> [Exercise objective]: Output all of the data verbatim.

> [Recorded data]:
________________

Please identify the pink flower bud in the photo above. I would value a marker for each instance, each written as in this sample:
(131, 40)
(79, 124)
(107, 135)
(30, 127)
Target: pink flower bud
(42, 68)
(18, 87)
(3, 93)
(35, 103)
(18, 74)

________________

> [Answer space]:
Please identify the pink flower bud in the photo above. I would value a marker for each instance, each written as in this sample:
(131, 40)
(79, 124)
(107, 135)
(30, 127)
Target: pink flower bud
(42, 68)
(18, 87)
(3, 93)
(35, 103)
(18, 74)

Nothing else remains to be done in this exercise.